--- BEGIN Records supplied ---
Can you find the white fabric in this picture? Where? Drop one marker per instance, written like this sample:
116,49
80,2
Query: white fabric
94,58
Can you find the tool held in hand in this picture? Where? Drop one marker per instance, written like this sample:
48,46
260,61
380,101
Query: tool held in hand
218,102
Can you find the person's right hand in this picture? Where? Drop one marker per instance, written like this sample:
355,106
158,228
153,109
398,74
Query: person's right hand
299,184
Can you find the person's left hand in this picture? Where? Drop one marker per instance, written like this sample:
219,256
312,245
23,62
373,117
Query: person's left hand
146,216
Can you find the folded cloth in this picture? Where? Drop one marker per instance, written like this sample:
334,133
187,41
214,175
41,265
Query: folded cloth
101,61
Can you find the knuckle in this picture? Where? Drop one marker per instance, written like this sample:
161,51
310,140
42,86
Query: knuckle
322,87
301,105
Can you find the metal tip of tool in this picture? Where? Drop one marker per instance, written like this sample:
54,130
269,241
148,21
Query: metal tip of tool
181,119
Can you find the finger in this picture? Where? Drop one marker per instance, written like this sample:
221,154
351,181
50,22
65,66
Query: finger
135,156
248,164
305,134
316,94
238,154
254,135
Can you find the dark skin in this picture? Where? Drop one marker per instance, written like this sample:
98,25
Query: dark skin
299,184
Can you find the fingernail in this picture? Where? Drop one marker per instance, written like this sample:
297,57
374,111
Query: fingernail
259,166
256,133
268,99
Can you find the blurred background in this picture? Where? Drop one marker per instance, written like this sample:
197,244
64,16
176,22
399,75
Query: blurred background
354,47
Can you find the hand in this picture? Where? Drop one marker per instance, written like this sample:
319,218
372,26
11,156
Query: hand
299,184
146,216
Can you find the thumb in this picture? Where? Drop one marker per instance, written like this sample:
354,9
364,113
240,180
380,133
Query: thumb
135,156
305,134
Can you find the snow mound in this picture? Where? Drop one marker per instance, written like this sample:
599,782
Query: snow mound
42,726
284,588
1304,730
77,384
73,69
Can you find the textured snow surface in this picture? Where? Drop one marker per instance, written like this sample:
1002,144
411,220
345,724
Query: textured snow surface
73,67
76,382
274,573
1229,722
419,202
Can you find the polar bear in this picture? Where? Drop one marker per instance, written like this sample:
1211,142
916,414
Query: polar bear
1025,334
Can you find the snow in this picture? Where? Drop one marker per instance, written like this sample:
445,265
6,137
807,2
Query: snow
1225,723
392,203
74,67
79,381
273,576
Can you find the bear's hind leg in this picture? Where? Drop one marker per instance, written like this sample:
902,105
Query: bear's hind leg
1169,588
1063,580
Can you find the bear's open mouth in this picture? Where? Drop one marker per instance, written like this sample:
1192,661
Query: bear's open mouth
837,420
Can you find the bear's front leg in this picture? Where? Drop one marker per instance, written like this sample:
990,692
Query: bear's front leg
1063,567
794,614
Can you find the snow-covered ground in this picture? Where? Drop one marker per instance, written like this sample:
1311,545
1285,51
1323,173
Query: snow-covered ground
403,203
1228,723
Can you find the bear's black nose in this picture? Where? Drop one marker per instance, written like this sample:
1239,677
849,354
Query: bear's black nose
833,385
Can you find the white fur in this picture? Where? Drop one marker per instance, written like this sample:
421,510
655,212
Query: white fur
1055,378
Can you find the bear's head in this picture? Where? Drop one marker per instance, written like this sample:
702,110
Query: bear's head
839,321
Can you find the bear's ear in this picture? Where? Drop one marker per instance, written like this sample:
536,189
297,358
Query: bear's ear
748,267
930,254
--- END Records supplied ---
• What you have to do
Starting from the line containing "Can you find the bear's black", repeat each line through the end of the entries, exactly.

• Output
Can you find the bear's black nose in this picture? Where? Drop one marker per instance, written like this sample:
1239,677
849,354
Query: bear's black nose
833,385
Can you find the white fur in this picture? Where? Drop one marker per instance, written like this sample:
421,510
655,212
Query: white fur
1055,378
Can you find the bear's head in this picture? Where? Drop one marker per instance, written like this sample:
702,110
Query: bear's head
839,321
Can you find the bear's ear in this picture? Where? Drop one marker per instance, written like this sample:
536,189
297,358
Query: bear's ear
748,267
930,254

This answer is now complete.